> _Extracted text_:
..............................
In the fight between the Harper Conservative’s Health Canada and actual health experts, Minister Rona Ambrose claims the high road in a fight to ‘protect the children’ from pot while actually fighting to retain federal control over adult access to a useful, versatile drug. She doesn’t want pot use ‘normalized’ for kids.

While I agree that pot use among children and teens shouldn’t be encouraged, Ambrose’s claim that legitimate medical marijuana dispensaries would do so is inherently flawed.

‘Normal’ Isn’t Inevitable

‘Normalizing’ isn’t a magical cheat code that transforms the existence of something into a free-for-all, universally-accepted thing. It just means ‘becoming normal’.

When we observe how normalization occurs in our society, we see that the mere existence of something, the mere availability of something in one circumstance or other, doesn’t lead to complete acceptance of it for all people, at all times, in all circumstances.

Something ‘becomes normal’ because the status quo isn’t appropriate or necessary any longer, because society’s norms change as our knowledge of the world changes. Normalization isn’t inherently good or bad, it’s simply acceptance of something, at some time, as normal when it wasn’t normal before.

A non-controversial example: Hatless men on North American streets are normal now, they were normalized mid–last century. Wearing hats stopped being a necessity for keeping hair clean between washes while walking city streets. It might not have seemed polite, and was surely a ‘sign of moral decay’ to established society, but hatless men on the street became the norm.

‘Normal’ Isn’t Any Time

There’s also a limit to normalization when it occurs. When we become used to something, we don’t automatically become accepting of it in all situations and at all times and for all people. We are able to weight pros and cons as we collectively consider altering what we think of as normal. Normalization is not an inevitable consequence to something that society must resign itself to or fight absolutely, it’s a guidable reaction by society to needed changes in our culture. Those guided changes also do not apply universally to all aspects of something. Simply thinking something is normal ‘here and now for us’ doesn’t mean it must also be considered normal ‘there and then for them’.

A non-controversial example: Personal bottles and mugs have become regular sights on the streets, at work, and at coffee shops and cafés. They’ve become normal. But there’s a limit. We don’t bring reusables to dinners, to religious institutions, or to memorials — even if we’ll probably be offered a drink — because, well, because we don’t.

‘Normal’ Isn’t ‘Not Talking’

Obviously children aren’t going to just simply, inherently understand where ‘okay’ begins and where it ends. Because they’re children. But we’re supposed to teach children what’s okay and what’s not, rather than stopping adults from doing neutral or beneficial things in case children get the wrong idea.

We don’t suggest people not bring their reusable cups on buses just to prevent kids from wanting to bring one to church. And when men started to go bareheaded, there wasn’t a government agency threatening to have people arrested for washing their hair more in order to ‘protect the children’ from the indecency of seeing a man’s hair part.

Claiming medical marijuana dispensaries ‘normalize’ recreational adolescent use presumes children blindly mimic what strangers do on the street but also don’t learn from the actual adults in their lives.

Hiding information from children isn’t possible in the internet age, educating them on determining what is factual information and what is fraudulent is. Stopping children from knowing adults do something isn’t useful, educating them on why adults do things is.

Dispensaries do not normalize recreational teen use, they are a result of normalizing medical use of marijuana for ill Canadians.
..............................
> _Record extracts_:

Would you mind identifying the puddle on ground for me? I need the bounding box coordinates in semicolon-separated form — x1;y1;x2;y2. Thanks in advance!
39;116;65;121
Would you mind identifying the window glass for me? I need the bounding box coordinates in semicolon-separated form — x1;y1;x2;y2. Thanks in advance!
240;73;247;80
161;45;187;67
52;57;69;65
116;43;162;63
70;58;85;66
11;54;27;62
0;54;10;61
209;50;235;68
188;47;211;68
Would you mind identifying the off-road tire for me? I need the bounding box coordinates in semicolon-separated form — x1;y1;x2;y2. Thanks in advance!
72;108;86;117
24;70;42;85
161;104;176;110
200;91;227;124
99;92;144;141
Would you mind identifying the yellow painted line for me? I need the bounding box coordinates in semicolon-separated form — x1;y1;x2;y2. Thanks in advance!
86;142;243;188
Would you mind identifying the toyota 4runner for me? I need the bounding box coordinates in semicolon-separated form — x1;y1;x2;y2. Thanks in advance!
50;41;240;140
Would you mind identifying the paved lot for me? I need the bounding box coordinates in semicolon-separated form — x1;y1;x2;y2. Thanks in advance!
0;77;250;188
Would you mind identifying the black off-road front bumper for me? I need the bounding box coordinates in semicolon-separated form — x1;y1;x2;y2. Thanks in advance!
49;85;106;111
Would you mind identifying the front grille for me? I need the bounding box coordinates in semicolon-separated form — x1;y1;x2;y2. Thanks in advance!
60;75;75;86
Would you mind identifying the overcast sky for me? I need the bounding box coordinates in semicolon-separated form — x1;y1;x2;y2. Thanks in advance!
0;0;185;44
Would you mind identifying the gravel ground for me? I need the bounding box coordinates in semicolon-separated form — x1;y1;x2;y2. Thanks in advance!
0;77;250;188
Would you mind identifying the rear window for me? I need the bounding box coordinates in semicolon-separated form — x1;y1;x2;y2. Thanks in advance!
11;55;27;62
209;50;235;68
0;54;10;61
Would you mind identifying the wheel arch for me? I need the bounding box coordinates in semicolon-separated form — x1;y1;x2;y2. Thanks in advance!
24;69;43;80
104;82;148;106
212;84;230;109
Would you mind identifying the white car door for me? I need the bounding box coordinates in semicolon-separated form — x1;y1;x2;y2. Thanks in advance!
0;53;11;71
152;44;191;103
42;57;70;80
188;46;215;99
..............................
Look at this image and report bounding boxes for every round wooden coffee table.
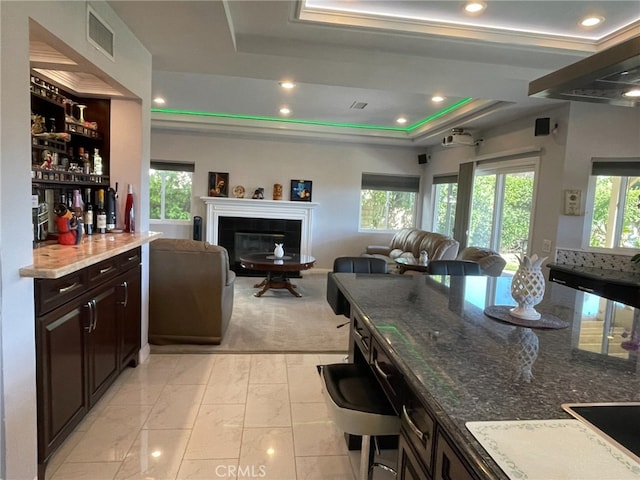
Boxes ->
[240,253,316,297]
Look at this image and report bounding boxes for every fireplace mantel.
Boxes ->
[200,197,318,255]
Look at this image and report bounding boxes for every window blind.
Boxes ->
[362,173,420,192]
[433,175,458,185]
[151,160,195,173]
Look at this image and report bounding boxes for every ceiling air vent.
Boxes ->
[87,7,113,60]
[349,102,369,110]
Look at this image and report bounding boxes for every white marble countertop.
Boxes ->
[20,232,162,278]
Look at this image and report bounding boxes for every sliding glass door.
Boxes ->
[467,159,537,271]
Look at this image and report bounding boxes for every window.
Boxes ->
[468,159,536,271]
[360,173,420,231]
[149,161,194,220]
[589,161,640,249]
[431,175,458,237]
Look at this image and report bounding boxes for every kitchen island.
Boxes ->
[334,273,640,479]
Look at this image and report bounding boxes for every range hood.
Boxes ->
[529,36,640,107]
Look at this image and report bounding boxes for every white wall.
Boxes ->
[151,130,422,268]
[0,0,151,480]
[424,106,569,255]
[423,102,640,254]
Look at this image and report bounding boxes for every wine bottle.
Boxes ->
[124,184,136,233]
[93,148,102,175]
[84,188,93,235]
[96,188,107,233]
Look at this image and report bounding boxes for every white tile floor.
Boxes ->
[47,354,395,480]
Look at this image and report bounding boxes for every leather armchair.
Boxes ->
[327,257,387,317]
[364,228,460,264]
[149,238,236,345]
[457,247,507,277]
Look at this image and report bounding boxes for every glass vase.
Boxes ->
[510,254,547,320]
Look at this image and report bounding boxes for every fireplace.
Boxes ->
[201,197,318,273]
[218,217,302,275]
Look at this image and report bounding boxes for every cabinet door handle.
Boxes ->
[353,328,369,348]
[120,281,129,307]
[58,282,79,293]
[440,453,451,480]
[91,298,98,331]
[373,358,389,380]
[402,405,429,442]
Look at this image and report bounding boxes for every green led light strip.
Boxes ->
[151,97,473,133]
..............................
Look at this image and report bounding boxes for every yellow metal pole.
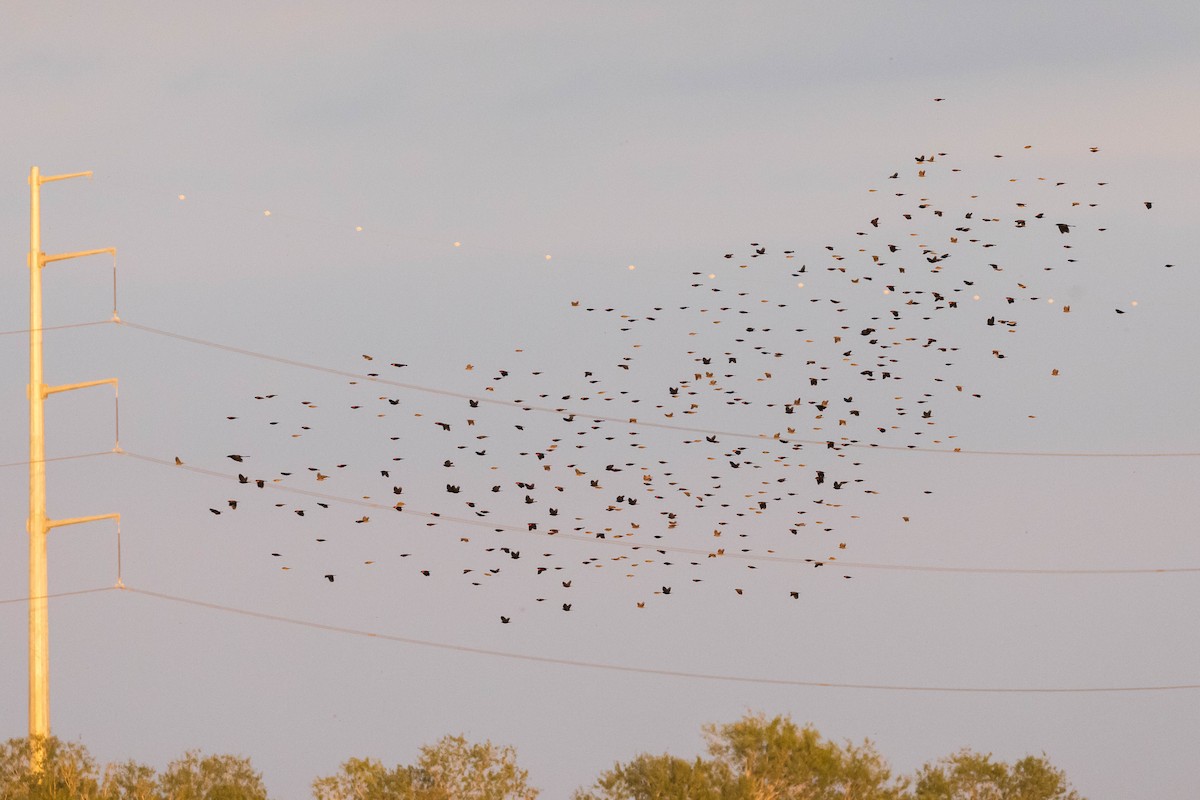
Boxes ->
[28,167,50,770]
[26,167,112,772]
..............................
> _Brief_: Copy the passage of the commentary on medical marijuana dispensaries word for word, from "In the fight" up to and including "use ‘normalized’ for kids.".

> _Response_:
In the fight between the Harper Conservative’s Health Canada and actual health experts, Minister Rona Ambrose claims the high road in a fight to ‘protect the children’ from pot while actually fighting to retain federal control over adult access to a useful, versatile drug. She doesn’t want pot use ‘normalized’ for kids.